*Passage to read*.

With this backing, in July 1938 the province set up the Alberta Petroleum and Natural Gas Conservation Board (today known as the Alberta Energy and Utilities Board). New unitization rules limited well spacing to about 16 hectares per well. The board also reduced oil production from the field. This reduced the flaring of natural gas, but it came only after the waste of an estimated 28 billion cubic metres. The lessons of Turner Valley made an impression around the world as the need for conservation and its impact on ultimate recovery became better understood. Countries framing their first petroleum laws have often used the Alberta legislation as a model.
Besides contributing to conservation, solving Turner Valley’s technical challenges with innovative technology also helped earn the field a place in early oil and gas history. Uncorrected, drilling holes wandered 22 degrees or more off course. As the field’s high-pressure gas expanded, it cooled rapidly freezing production equipment. This complicated the production process. Other problems involved external corrosion, casing failures, sulfide stress corrosion cracking, corrosion inside oil storage tanks, and the cold winters.

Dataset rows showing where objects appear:
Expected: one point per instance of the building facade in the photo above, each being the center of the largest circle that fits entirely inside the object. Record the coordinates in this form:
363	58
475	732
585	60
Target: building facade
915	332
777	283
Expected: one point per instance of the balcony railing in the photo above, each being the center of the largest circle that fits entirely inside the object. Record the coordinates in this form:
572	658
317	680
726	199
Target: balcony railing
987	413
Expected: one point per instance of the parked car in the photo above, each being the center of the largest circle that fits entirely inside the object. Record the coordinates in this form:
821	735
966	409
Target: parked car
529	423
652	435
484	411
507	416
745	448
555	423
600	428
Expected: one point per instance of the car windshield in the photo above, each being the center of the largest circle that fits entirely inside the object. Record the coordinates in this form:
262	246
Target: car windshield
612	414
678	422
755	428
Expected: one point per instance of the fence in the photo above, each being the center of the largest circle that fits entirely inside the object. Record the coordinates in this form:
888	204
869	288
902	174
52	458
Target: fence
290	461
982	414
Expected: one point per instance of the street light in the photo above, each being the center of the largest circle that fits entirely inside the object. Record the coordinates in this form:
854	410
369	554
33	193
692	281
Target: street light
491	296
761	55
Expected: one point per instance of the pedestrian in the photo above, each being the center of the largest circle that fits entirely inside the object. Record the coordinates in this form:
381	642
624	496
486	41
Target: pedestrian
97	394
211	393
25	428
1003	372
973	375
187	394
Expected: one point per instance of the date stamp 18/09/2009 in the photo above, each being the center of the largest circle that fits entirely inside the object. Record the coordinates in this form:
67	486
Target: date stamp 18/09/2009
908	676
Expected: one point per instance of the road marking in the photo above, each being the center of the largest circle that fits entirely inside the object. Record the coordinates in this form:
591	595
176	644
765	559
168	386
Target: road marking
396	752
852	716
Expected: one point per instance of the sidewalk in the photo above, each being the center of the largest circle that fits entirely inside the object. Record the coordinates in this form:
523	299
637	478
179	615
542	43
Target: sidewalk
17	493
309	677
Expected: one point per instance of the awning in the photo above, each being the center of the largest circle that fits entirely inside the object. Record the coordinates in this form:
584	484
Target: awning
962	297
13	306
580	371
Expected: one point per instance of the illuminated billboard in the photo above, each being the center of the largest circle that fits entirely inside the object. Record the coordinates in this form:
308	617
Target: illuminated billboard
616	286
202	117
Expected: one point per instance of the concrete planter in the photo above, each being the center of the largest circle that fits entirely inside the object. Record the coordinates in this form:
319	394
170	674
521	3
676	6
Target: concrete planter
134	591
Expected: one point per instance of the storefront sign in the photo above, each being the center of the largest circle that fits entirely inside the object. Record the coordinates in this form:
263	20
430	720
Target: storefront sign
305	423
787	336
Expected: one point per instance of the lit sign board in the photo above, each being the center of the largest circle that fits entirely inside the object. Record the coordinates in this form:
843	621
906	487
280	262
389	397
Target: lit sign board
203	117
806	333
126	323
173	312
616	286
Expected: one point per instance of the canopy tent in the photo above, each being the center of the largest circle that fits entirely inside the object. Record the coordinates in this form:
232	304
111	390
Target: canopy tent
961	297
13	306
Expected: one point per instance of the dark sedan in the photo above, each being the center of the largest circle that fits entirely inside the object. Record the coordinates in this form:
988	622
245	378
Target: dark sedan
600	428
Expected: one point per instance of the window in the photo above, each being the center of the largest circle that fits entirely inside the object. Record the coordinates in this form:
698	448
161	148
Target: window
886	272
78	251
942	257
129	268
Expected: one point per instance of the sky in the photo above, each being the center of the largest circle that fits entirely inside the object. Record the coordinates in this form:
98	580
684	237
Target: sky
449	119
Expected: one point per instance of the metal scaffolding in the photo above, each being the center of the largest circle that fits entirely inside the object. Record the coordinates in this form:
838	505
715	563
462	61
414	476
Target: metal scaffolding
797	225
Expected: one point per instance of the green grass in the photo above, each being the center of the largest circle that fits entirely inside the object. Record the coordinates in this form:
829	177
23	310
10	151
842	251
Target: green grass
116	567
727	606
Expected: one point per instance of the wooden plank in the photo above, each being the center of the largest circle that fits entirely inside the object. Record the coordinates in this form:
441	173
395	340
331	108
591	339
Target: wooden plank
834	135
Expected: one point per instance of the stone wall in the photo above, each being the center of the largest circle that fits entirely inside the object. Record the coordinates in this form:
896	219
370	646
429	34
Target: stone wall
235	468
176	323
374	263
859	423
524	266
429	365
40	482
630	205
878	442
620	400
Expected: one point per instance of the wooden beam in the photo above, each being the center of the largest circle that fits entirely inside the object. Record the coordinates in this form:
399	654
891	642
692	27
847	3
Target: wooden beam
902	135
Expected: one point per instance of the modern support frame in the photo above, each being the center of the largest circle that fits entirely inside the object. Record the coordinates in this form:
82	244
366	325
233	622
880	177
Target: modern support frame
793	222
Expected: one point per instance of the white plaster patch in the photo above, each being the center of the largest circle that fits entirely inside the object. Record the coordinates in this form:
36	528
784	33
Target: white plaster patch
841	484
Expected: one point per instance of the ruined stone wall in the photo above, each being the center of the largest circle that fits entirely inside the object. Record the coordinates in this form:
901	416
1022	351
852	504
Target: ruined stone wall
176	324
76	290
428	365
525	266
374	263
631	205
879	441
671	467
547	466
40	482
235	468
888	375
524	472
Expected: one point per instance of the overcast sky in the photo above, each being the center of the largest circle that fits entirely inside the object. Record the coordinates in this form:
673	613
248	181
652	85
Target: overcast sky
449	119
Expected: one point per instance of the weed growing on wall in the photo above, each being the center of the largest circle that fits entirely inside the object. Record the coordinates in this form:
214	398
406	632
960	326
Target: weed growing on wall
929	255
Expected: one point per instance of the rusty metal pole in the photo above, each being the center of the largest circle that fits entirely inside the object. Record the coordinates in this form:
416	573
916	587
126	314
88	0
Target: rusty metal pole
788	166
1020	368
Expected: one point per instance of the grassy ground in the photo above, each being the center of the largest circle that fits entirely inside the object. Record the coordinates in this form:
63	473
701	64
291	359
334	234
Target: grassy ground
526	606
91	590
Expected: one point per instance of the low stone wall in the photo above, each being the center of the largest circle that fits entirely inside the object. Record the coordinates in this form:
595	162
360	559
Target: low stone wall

*What you will do*.
1 > Answer these questions using the passage on Turner Valley.
(a) In what month and year did the province set up the Alberta Petroleum and Natural Gas Conservation Board?
(b) What well spacing did the new unitization rules allow?
(c) How far off course could uncorrected drilling holes wander?
2 > Reproduce word for word the part of the passage on Turner Valley from "With this backing, in" up to and including "as a model.".

*Task-by-task results*.
1 >
(a) July 1938
(b) About 16 hectares per well
(c) 22 degrees or more

2 >
With this backing, in July 1938 the province set up the Alberta Petroleum and Natural Gas Conservation Board (today known as the Alberta Energy and Utilities Board). New unitization rules limited well spacing to about 16 hectares per well. The board also reduced oil production from the field. This reduced the flaring of natural gas, but it came only after the waste of an estimated 28 billion cubic metres. The lessons of Turner Valley made an impression around the world as the need for conservation and its impact on ultimate recovery became better understood. Countries framing their first petroleum laws have often used the Alberta legislation as a model.